Problems to work on:
• a. Using the obituary of Dušan Jovanović below, decide whether each statement agrees with it, and support each yes or no with the deciding words quoted from the obituary: (i) Jovanović was born in Ljubljana. (ii) He was the artistic director of the Mladinsko theatre. (iii) He moved to Slovenia in 1952 with his mother and stepfather.
• b. Answer these questions from the obituary of Dušan Jovanović below:
(i) On what date did Jovanović die?
(ii) In what year is his play Madmen dated?
(iii) Where did he teach theatre direction?

Document passage:
◇ ◇ ◇ ◇ ◇

01 January 2021

Dušan Jovanović (1939-2021)


The great Yugoslav and Slovenian playwright and theatre director Dušan Jovanović died today, 1st January, 2021 in Slovenia. Jovanović was born in Belgrade in 1939. In 1952, he moved to Slovenia with his mother and stepfather where he obtained a university degree in English and French, followed by a degree in theatre direction from the Academy of Theatre, Radio, Film and Television in Ljubljana.

His art and life were a constant source of creative energy and they left an indelible mark not only on the cultural scene in Slovenia but also on the whole of former Yugoslavia. He directed a number of theatre productions in all the important theatre centres which, in return, won him a number of festival awards. Jovanović also founded and managed new, avant-garde theatres, served as the artistic director of the Mladinsko theatre in Slovenia, taught theatre direction at the Theatre Academy in Ljubljana, wrote prose, essays and articles. The most precious part of his legacy, however, are close to thirty plays he left behind, including Madmen (1968), Play a Tumour in the Head and Air Pollution (1971), The Life of Provincial Playboys After the Second World War (1972), The Liberation of Skopje (1977), The Karamazovs (1980), Top Secret (1983), Victor or Youth Day (1989), Antigone (1996), The Exhibitionist (2001).

◇ ◇ ◇ ◇ ◇

Listed entries:

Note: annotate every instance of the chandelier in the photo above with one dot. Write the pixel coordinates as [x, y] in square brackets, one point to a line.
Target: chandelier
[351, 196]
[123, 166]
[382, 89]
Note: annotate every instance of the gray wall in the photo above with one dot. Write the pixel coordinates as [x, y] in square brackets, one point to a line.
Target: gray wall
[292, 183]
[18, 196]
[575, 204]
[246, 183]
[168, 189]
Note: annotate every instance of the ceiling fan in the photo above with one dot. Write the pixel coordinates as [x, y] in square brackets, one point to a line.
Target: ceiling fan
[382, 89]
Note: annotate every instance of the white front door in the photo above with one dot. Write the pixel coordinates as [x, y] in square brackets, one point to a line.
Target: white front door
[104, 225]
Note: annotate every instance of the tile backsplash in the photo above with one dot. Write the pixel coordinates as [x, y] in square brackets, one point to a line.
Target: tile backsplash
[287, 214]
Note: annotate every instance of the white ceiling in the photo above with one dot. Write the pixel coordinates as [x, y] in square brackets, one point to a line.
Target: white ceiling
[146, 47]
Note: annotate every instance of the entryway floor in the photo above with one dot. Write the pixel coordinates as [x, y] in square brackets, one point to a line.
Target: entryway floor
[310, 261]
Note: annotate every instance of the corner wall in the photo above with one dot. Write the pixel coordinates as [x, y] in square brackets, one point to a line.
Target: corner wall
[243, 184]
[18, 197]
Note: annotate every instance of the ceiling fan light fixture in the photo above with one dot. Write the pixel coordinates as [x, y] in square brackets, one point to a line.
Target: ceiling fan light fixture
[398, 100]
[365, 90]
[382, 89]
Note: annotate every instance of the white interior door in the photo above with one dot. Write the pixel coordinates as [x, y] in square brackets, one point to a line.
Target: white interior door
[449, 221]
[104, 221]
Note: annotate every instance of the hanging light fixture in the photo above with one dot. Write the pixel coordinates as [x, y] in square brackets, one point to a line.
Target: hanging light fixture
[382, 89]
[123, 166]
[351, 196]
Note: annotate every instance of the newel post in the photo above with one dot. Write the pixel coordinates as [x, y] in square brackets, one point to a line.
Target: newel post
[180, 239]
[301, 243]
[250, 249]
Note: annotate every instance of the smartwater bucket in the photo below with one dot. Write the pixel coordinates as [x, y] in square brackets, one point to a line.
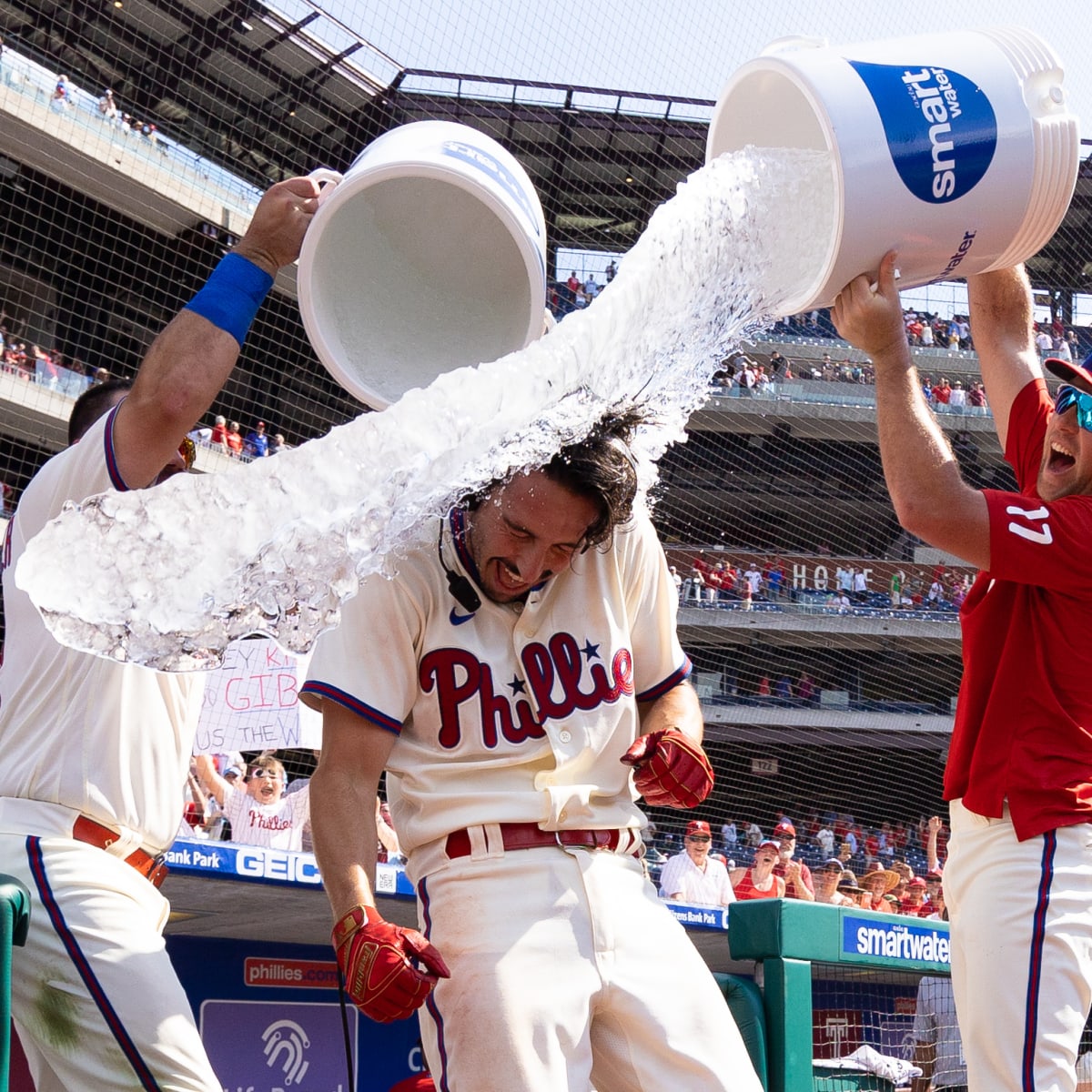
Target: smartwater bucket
[429, 254]
[955, 148]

◇ ◇ ◇ ◇ ◇

Responses by item number:
• a.
(i) No: "Jovanović was born in Belgrade in 1939."
(ii) Yes: "served as the artistic director of the Mladinsko theatre in Slovenia"
(iii) Yes: "In 1952, he moved to Slovenia with his mother and stepfather"

• b.
(i) 1st January, 2021
(ii) 1968
(iii) At the Theatre Academy in Ljubljana